-------- ELENCO FORNITO --------

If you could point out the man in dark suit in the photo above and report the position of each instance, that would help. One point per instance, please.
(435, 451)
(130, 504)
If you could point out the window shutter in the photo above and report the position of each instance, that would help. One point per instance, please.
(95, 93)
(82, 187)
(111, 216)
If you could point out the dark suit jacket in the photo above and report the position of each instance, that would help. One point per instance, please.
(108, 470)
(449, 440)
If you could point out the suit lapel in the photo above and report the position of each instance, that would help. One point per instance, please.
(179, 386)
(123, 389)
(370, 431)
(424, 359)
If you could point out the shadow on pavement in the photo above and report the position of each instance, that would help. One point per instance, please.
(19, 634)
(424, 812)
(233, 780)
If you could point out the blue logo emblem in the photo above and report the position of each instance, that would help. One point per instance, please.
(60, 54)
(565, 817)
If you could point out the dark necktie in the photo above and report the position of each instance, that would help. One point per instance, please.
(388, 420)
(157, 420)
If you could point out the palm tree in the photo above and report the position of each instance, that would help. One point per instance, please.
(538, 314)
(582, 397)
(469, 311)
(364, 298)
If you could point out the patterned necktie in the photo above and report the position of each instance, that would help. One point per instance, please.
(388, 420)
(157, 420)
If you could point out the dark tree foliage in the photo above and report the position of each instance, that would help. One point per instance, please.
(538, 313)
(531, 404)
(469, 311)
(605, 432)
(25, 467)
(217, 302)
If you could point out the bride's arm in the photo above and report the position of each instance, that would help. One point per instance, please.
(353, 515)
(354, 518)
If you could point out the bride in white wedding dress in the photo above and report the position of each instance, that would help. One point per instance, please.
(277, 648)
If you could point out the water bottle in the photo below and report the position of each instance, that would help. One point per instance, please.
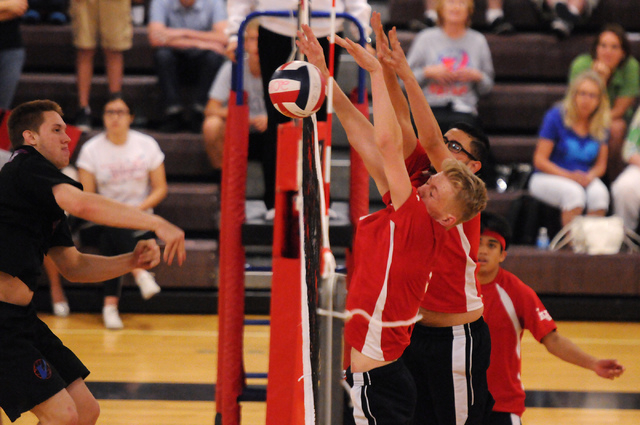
(542, 242)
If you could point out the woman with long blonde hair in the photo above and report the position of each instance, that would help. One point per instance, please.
(571, 154)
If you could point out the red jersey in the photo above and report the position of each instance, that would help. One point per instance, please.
(394, 256)
(453, 288)
(510, 308)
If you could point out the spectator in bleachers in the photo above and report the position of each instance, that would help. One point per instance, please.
(610, 56)
(275, 44)
(108, 21)
(12, 52)
(216, 112)
(190, 41)
(452, 64)
(494, 17)
(625, 190)
(127, 166)
(563, 15)
(571, 154)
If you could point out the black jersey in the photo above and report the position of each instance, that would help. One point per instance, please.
(31, 221)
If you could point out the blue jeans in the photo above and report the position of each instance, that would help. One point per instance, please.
(11, 61)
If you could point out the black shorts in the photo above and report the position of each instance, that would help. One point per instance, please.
(504, 418)
(383, 396)
(449, 366)
(34, 364)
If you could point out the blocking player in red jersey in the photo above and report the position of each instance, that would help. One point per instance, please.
(450, 346)
(511, 307)
(395, 248)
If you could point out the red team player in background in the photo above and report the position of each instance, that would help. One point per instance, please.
(450, 346)
(395, 248)
(511, 307)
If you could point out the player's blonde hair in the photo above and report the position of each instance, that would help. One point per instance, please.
(470, 192)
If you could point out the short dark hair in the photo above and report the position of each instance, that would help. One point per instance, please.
(619, 31)
(479, 141)
(29, 116)
(496, 223)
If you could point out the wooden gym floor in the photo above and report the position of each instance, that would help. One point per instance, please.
(161, 370)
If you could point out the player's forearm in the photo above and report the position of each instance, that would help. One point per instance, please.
(96, 268)
(101, 210)
(566, 350)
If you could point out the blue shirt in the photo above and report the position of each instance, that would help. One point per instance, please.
(200, 17)
(571, 151)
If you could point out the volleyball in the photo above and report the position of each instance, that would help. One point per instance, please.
(297, 89)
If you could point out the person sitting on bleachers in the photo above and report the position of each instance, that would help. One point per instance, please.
(563, 15)
(190, 41)
(610, 56)
(452, 64)
(625, 190)
(571, 154)
(12, 51)
(127, 166)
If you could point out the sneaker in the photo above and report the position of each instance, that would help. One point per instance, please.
(564, 13)
(147, 284)
(111, 317)
(501, 27)
(61, 309)
(561, 28)
(57, 18)
(83, 119)
(270, 214)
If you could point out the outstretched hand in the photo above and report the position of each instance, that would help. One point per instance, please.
(311, 48)
(608, 368)
(173, 237)
(146, 254)
(362, 57)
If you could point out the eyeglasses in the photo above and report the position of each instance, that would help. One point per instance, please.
(456, 147)
(116, 112)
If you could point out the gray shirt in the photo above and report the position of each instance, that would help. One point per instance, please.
(433, 47)
(200, 17)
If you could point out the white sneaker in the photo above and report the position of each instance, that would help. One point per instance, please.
(147, 284)
(270, 214)
(61, 309)
(111, 317)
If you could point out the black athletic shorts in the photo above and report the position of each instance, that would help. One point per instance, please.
(383, 396)
(34, 364)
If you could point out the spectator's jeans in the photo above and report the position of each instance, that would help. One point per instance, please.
(199, 66)
(11, 61)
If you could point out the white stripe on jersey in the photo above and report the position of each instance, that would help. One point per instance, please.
(373, 342)
(505, 299)
(459, 367)
(474, 301)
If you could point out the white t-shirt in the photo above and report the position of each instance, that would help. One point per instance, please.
(121, 171)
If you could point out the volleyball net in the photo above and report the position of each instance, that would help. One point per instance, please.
(300, 252)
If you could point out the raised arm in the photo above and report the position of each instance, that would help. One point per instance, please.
(387, 132)
(358, 128)
(398, 100)
(429, 132)
(79, 267)
(101, 210)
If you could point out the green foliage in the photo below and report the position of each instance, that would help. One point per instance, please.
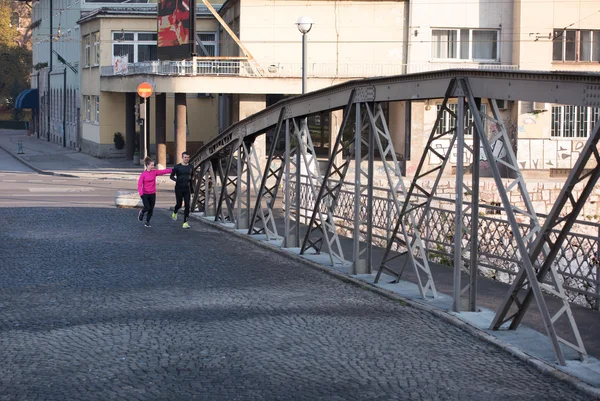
(15, 63)
(15, 60)
(8, 33)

--------

● CONSEGNA: Disponi tutte le righe dell'elenco qui sopra in una tabella Markdown con le colonne "Nr" e "Riga", numerando ogni riga e tralasciando quelle vuote. Escludi le immagini dalla risposta.

● RISPOSTA AL COMPITO:
| Nr | Riga |
|---|---|
| 1 | If you could point out the man in dark suit in the photo above and report the position of each instance, that would help. One point per instance, please. |
| 2 | (435, 451) |
| 3 | (130, 504) |
| 4 | If you could point out the window shutter in the photo above and report the position of each instance, that would help. One point per instance, please. |
| 5 | (95, 93) |
| 6 | (82, 187) |
| 7 | (111, 216) |
| 8 | If you could point out the dark suit jacket in the photo above and report the position of each instance, that would help. One point per instance, please. |
| 9 | (108, 470) |
| 10 | (449, 440) |
| 11 | If you could point out the suit lapel in the photo above and report the position of each instance, that would help. One point per instance, please. |
| 12 | (179, 386) |
| 13 | (123, 389) |
| 14 | (370, 431) |
| 15 | (424, 359) |
| 16 | If you could point out the shadow on pavement in the photo above and report the position of each instance, that would help. One point per instance, please. |
| 17 | (19, 634) |
| 18 | (424, 812) |
| 19 | (233, 780) |
| 20 | If you could point out the blue logo emblem in the photo above and report the position of each instance, that would help. One point per instance, please. |
| 21 | (60, 54) |
| 22 | (565, 817) |
| 23 | If you could point out the dark necktie in the photo above and report the position of each instance, that would help. One point per instance, please. |
| 24 | (388, 420) |
| 25 | (157, 420) |
| 26 | If you could point out the palm tree in the photo above and report the position of each instance, that would help. One point per instance, please. |
| 27 | (538, 314) |
| 28 | (582, 397) |
| 29 | (469, 311) |
| 30 | (364, 298) |
| 31 | If you could point out the patterned necktie in the photo above and report the position of each instance, that would help. One point per instance, please. |
| 32 | (388, 420) |
| 33 | (157, 420) |
| 34 | If you could point out the dark tree foliage in the photo above and report the position of each instance, that would help. One point per instance, please. |
| 35 | (538, 313) |
| 36 | (531, 404) |
| 37 | (469, 311) |
| 38 | (605, 432) |
| 39 | (25, 467) |
| 40 | (217, 302) |
| 41 | If you could point out the bride's arm in the photo above and report the position of each instance, that would help. One point per instance, please. |
| 42 | (353, 515) |
| 43 | (354, 518) |
| 44 | If you could point out the bride in white wedding dress in the photo above and report the position of each instance, that would help. One point per instance, please. |
| 45 | (277, 648) |
| 46 | If you could point out the water bottle in the photo below and report the position of each instance, that would help. One point per instance, please. |
| 47 | (542, 242) |
| 48 | If you could point out the woman with long blonde hair in the photo above and report the position of each instance, that would help. One point per instance, please. |
| 49 | (571, 154) |
| 50 | If you could point out the red jersey in the photo above and report the position of each instance, that would help. One point per instance, please. |
| 51 | (394, 256) |
| 52 | (453, 288) |
| 53 | (510, 308) |
| 54 | If you could point out the spectator in bleachers in the photo above and report the position of each instance, that would help. One point per instance, please. |
| 55 | (610, 56) |
| 56 | (275, 44) |
| 57 | (108, 21) |
| 58 | (12, 52) |
| 59 | (216, 112) |
| 60 | (190, 41) |
| 61 | (452, 64) |
| 62 | (494, 17) |
| 63 | (625, 190) |
| 64 | (127, 166) |
| 65 | (563, 15) |
| 66 | (571, 154) |
| 67 | If you could point out the black jersey in the photo above and report the position of each instance, that would help. One point per instance, please. |
| 68 | (31, 221) |
| 69 | If you could point out the blue jeans in the photo above and report the position of each instance, that would help. One point per instance, please. |
| 70 | (11, 61) |
| 71 | If you could point out the black shorts in the photo above and report the position of each instance, that would help. One point per instance, please. |
| 72 | (504, 418) |
| 73 | (383, 396) |
| 74 | (449, 366) |
| 75 | (34, 364) |
| 76 | If you could point out the blocking player in red jersey in the photo above and report the position of each instance, that would help. One point per instance, please. |
| 77 | (450, 346) |
| 78 | (511, 307) |
| 79 | (395, 248) |
| 80 | If you could point out the red team player in background in the photo above and report the position of each instance, that would help. One point per instance, please. |
| 81 | (450, 346) |
| 82 | (395, 248) |
| 83 | (511, 307) |
| 84 | If you could point out the player's blonde hair in the photo above and report the position of each instance, that would help. One point per instance, please. |
| 85 | (470, 192) |
| 86 | If you could point out the short dark hair in the photo above and report the position of each instance, that would help. One point per instance, please. |
| 87 | (619, 31) |
| 88 | (479, 141) |
| 89 | (29, 116) |
| 90 | (496, 223) |
| 91 | If you could point out the wooden gym floor in the photo above and report the position of each instance, that would help. One point per instance, please. |
| 92 | (161, 370) |
| 93 | If you could point out the player's forearm in the photo above and report the position of each instance, that would help. One point per instance, please. |
| 94 | (96, 268) |
| 95 | (101, 210) |
| 96 | (566, 350) |
| 97 | If you could point out the blue shirt in the photo above and report the position of each instance, that would help. One point per instance, please. |
| 98 | (200, 17) |
| 99 | (571, 151) |
| 100 | If you could point out the volleyball in the photo above and report the position of each instance, that would help. One point per instance, please. |
| 101 | (297, 89) |
| 102 | If you could point out the person sitting on bleachers in the photo above and report the position of each instance, that would help. One point per instance, please. |
| 103 | (563, 15) |
| 104 | (190, 41) |
| 105 | (610, 56) |
| 106 | (452, 64) |
| 107 | (625, 190) |
| 108 | (571, 154) |
| 109 | (12, 51) |
| 110 | (127, 166) |
| 111 | If you could point out the sneaker in the photo above and report the position of each instance, that would help. One point per instance, please. |
| 112 | (564, 13) |
| 113 | (147, 284) |
| 114 | (111, 317) |
| 115 | (501, 27) |
| 116 | (61, 309) |
| 117 | (561, 28) |
| 118 | (57, 18) |
| 119 | (83, 119) |
| 120 | (270, 214) |
| 121 | If you could point out the outstretched hand in the photo above and report the position of each instance, that would help. One point per instance, please. |
| 122 | (311, 48) |
| 123 | (608, 368) |
| 124 | (173, 237) |
| 125 | (146, 254) |
| 126 | (362, 57) |
| 127 | If you could point out the eyeglasses in the photo above and report the position of each instance, that would help. One point per instance, please. |
| 128 | (456, 147) |
| 129 | (116, 112) |
| 130 | If you could point out the gray shirt in the photo above and report the position of each instance, that would help. One point per instance, please. |
| 131 | (433, 47) |
| 132 | (200, 17) |
| 133 | If you could point out the white sneaker in the photo above and report the position of each instance, that would help. One point per instance, please. |
| 134 | (147, 284) |
| 135 | (270, 214) |
| 136 | (61, 309) |
| 137 | (111, 317) |
| 138 | If you could point out the black athletic shorts in the photo above and report the position of each instance, that would help. One point per instance, please. |
| 139 | (383, 396) |
| 140 | (34, 364) |
| 141 | If you could point out the spectator's jeans in the photo above and report the position of each instance, that would help. One point per instance, please. |
| 142 | (199, 66) |
| 143 | (11, 61) |
| 144 | If you could point out the white stripe on jersey in the photo above and report the position of each instance, that would help. One point per instance, please. |
| 145 | (373, 342) |
| 146 | (505, 299) |
| 147 | (459, 367) |
| 148 | (474, 301) |
| 149 | If you could point out the white t-shirt in the photo above and report the position of each instance, that would help. One point per instance, please. |
| 150 | (121, 171) |
| 151 | If you could point out the volleyball net in the photo above and report the position of each instance, that would help. One point per instance, please. |
| 152 | (300, 252) |
| 153 | If you could point out the raised arm in the photo above and report the position of each instance, that would help. One point per instance, please. |
| 154 | (387, 132) |
| 155 | (358, 128) |
| 156 | (398, 100) |
| 157 | (429, 132) |
| 158 | (79, 267) |
| 159 | (101, 210) |
| 160 | If you could point out the green foliage in the photo below and report the position of each instance, that would help. One point per instance, please. |
| 161 | (15, 63) |
| 162 | (15, 60) |
| 163 | (8, 33) |